▶ Input data:
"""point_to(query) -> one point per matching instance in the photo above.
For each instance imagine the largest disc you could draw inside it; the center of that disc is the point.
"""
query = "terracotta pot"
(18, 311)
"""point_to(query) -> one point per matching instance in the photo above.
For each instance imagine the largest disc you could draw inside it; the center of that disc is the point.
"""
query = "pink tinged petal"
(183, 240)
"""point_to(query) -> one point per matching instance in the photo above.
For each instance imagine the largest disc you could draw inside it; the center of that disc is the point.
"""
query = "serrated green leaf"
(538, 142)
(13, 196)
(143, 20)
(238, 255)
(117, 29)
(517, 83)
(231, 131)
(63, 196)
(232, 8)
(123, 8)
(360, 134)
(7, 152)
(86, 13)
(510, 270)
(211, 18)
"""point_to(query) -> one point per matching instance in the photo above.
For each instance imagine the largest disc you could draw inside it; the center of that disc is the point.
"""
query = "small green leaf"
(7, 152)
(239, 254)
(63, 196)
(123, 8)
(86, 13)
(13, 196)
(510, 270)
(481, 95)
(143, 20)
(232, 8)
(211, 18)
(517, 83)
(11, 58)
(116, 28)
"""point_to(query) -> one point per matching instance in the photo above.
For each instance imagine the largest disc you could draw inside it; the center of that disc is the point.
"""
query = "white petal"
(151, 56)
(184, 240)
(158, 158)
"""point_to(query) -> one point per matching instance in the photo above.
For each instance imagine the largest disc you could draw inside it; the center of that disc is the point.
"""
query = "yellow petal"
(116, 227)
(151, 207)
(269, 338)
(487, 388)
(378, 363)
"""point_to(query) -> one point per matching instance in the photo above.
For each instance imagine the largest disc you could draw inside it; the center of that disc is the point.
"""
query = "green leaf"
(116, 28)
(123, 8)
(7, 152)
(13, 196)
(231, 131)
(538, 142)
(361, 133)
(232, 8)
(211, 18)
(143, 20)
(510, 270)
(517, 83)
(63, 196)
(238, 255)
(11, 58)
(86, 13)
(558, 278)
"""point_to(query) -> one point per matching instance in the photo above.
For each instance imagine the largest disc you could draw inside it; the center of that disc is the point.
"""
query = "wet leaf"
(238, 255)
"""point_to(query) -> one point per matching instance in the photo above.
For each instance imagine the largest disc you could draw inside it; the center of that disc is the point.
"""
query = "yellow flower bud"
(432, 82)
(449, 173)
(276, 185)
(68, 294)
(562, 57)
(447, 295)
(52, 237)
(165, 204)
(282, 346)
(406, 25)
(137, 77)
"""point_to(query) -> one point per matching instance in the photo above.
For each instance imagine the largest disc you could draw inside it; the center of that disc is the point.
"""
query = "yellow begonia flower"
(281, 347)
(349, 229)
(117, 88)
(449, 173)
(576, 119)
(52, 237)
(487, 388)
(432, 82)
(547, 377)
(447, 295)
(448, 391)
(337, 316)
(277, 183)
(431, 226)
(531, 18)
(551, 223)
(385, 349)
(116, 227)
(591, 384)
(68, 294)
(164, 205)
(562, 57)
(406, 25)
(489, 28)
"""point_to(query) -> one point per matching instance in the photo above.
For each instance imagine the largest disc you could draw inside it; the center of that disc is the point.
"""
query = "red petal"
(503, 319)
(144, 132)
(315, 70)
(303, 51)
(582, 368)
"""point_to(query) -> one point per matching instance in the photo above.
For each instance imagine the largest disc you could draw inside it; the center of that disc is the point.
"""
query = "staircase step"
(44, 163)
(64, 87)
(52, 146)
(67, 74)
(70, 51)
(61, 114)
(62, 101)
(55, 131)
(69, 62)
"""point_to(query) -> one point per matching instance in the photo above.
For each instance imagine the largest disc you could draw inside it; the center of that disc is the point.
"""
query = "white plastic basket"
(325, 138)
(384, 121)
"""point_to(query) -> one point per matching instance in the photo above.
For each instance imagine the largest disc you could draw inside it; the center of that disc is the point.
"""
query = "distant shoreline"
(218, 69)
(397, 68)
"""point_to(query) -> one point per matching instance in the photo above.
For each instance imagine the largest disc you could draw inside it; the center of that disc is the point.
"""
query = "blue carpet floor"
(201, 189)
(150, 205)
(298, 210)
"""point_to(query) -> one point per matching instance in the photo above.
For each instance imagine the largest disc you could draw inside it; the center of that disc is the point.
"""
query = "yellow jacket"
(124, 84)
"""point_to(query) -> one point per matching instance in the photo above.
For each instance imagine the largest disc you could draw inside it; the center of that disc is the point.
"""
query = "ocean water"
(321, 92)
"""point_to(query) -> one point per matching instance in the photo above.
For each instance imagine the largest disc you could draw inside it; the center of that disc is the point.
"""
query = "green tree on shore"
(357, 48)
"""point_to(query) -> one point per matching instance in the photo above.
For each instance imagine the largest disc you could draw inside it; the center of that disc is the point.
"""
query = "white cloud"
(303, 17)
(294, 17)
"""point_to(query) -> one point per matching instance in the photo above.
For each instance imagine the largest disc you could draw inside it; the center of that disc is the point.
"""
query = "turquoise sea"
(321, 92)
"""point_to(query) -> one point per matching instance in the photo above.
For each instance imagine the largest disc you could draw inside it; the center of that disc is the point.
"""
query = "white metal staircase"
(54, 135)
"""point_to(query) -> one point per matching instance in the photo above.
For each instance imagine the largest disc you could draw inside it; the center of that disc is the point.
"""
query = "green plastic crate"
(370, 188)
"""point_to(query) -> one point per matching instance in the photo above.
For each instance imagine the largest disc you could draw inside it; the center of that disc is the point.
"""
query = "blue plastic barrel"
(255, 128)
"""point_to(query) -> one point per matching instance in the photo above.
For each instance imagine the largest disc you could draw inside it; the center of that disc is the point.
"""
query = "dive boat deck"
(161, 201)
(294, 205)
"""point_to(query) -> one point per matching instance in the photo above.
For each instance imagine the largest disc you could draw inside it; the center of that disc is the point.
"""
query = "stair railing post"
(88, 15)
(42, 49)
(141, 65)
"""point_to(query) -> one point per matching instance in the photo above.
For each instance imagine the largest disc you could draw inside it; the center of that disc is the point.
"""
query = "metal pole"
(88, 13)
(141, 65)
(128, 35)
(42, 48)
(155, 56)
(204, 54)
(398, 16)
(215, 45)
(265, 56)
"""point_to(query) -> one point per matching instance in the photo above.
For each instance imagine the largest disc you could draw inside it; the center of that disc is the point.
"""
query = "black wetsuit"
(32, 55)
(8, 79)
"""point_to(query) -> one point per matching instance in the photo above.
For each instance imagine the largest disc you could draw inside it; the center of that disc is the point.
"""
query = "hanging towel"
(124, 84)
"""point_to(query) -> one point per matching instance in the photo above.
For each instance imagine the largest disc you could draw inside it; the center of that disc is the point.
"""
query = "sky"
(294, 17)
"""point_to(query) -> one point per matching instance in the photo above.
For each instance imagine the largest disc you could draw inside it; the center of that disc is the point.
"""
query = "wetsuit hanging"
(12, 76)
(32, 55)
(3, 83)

▶ The problem:
Return the lines above exactly, keeping every word.

▶ Task response:
"""point_to(query) -> one point per matching instance in the photo above.
For each instance imagine the largest disc you could draw inside it; the center of that disc is the point.
"""
query = "terracotta pot"
(18, 311)
"""point_to(query) -> one point per matching instance in the photo above.
For each instance imagine the largest disc you could draw inside it; the center of that disc is the point.
"""
query = "pink tinged petal"
(183, 240)
"""point_to(query) -> one point per matching instance in the photo above.
For each instance imagine the largest disc you could draw inside it; the center of that disc is the point.
"""
query = "serrated green leaf"
(538, 142)
(13, 196)
(143, 20)
(238, 255)
(117, 29)
(517, 83)
(231, 131)
(63, 196)
(232, 8)
(123, 8)
(360, 134)
(7, 152)
(86, 13)
(510, 270)
(211, 18)
"""point_to(query) -> one point per matching instance in the photo above.
For each instance imagine the largest disc you could draw inside it; the center of that disc is the point.
"""
query = "small green leaf"
(7, 152)
(239, 254)
(63, 196)
(123, 8)
(86, 13)
(13, 196)
(510, 270)
(481, 95)
(143, 20)
(232, 8)
(211, 18)
(517, 83)
(11, 58)
(116, 28)
"""point_to(query) -> one point per matching instance in the photo above.
For each instance imagine the largest disc you could draw inside it; the center of that disc is the point.
"""
query = "white petal"
(151, 56)
(184, 240)
(158, 158)
"""point_to(query) -> one point per matching instance in the photo above.
For each instance imagine the largest disc you could draw inside it; the center of that disc is the point.
"""
query = "yellow petal"
(116, 227)
(151, 207)
(269, 338)
(487, 388)
(378, 363)
"""point_to(query) -> one point per matching instance in the photo above.
For each instance imagine the largest disc you could draw inside it; the center of that disc is the point.
"""
query = "green leaf"
(116, 28)
(123, 8)
(7, 152)
(13, 196)
(231, 131)
(538, 142)
(361, 133)
(232, 8)
(211, 18)
(143, 20)
(510, 270)
(517, 83)
(63, 196)
(238, 255)
(11, 58)
(86, 13)
(558, 278)
"""point_to(query) -> one point per matching instance in the photo above.
For each instance imagine the largest disc you could draw inside it; the center of that disc is the point.
"""
query = "wet leaf"
(238, 255)
"""point_to(query) -> one point per matching instance in the photo above.
For each instance imagine the largest disc you could draw inside it; the center of that disc is the point.
"""
query = "yellow flower bud"
(432, 82)
(449, 173)
(276, 185)
(68, 294)
(562, 57)
(447, 295)
(52, 237)
(165, 204)
(282, 346)
(406, 25)
(137, 77)
"""point_to(query) -> one point per matching instance in the photo above.
For each instance imagine the largest disc you could draw inside it; the center of that disc is the point.
"""
query = "yellow begonia flower"
(281, 347)
(349, 229)
(117, 88)
(449, 173)
(576, 119)
(52, 237)
(487, 388)
(432, 82)
(547, 377)
(447, 295)
(448, 391)
(337, 316)
(277, 183)
(431, 226)
(531, 18)
(551, 223)
(385, 349)
(116, 227)
(591, 384)
(68, 294)
(164, 205)
(562, 57)
(406, 25)
(489, 28)
"""point_to(query) -> one point per matching instance in the photo above.
For each instance imagine the largest disc you could draw inside it; the center of that disc is the point.
"""
query = "red petal"
(503, 319)
(144, 132)
(315, 70)
(303, 51)
(582, 368)
"""point_to(query) -> one point per matching instance in the photo above.
For each instance imagine the largest disc you could draw inside it; the center of that disc is the point.
"""
query = "staircase step"
(44, 163)
(64, 87)
(52, 146)
(67, 74)
(70, 51)
(61, 114)
(62, 101)
(55, 131)
(69, 62)
"""point_to(query) -> one point per matching instance in the photo above.
For each instance imagine the largest disc you could draw inside it; the center of that disc is the point.
"""
query = "white plastic basket"
(325, 138)
(384, 121)
"""point_to(query) -> one point per matching instance in the photo above.
For each instance imagine the largest disc you could draw inside it; the center of that disc is the point.
"""
query = "distant shoreline"
(218, 69)
(397, 68)
"""point_to(query) -> one point per matching instance in the photo above.
For each instance imagine the largest disc you could draw inside it; the center of that disc is the point.
"""
query = "blue carpet floor"
(201, 189)
(150, 205)
(298, 210)
"""point_to(query) -> one point per matching instance in the photo above.
For each instance imagine the largest disc you could draw inside it; the center of that disc is the point.
"""
query = "yellow jacket"
(124, 84)
"""point_to(query) -> one point per matching instance in the photo above.
For each instance imagine the largest disc you could draw inside it; the center of that disc is the point.
"""
query = "ocean water"
(321, 92)
"""point_to(query) -> one point per matching instance in the photo above.
For each instance imagine the largest disc you could draw inside it; the center of that disc is the point.
"""
query = "green tree on shore"
(357, 48)
"""point_to(query) -> one point per matching instance in the photo above.
For each instance imagine the largest disc you could draw inside it; the center of that disc is the point.
"""
query = "white cloud"
(303, 17)
(294, 17)
"""point_to(query) -> one point per matching instance in the photo above.
For each instance imagine the largest disc you could draw inside it; the center of that disc is the point.
"""
query = "turquoise sea"
(321, 92)
"""point_to(query) -> one point per matching instance in the photo above.
For each instance imagine the largest disc you could draw inside it; the center of that disc is the point.
"""
query = "white metal staircase"
(54, 135)
"""point_to(query) -> one point per matching instance in the photo above.
For each instance imagine the largest disc you could draw inside it; the center of that disc is the point.
"""
query = "green plastic crate"
(370, 188)
"""point_to(query) -> one point per matching instance in the photo above.
For each instance imagine the largest disc you could draw inside it; the center of that disc is the point.
"""
query = "blue plastic barrel"
(255, 128)
"""point_to(query) -> one point per matching instance in the photo above.
For each instance imagine the largest disc you could draw inside it; the center of that disc is the point.
"""
query = "dive boat deck"
(161, 201)
(294, 205)
"""point_to(query) -> one point per matching instance in the photo above.
For each instance imagine the largest disc you could draw inside it; the center of that disc is the point.
"""
query = "stair railing post"
(88, 15)
(42, 49)
(141, 65)
"""point_to(query) -> one point per matching instance in the photo above.
For each instance imagine the largest disc you could draw inside it; the center of that disc is the point.
"""
query = "metal pole"
(88, 13)
(141, 65)
(128, 35)
(42, 48)
(155, 56)
(204, 54)
(398, 16)
(215, 45)
(265, 56)
"""point_to(query) -> one point per matching instance in the photo above.
For each instance imagine the largest disc you could draw inside it; the center of that disc is the point.
"""
query = "black wetsuit"
(32, 55)
(8, 79)
"""point_to(query) -> one point per matching instance in the photo above.
For each instance imagine the largest disc you could draw inside it; the center of that disc is the point.
"""
query = "hanging towel"
(124, 84)
"""point_to(query) -> one point per matching instance in the photo above.
For each instance imagine the largest disc you could draw inside it; the center of that disc is the point.
"""
query = "sky"
(294, 17)
"""point_to(query) -> one point per matching instance in the photo above.
For each instance imagine the largest disc you could draw inside it; the center of that disc is the point.
"""
query = "wetsuit hanging"
(12, 76)
(32, 55)
(3, 83)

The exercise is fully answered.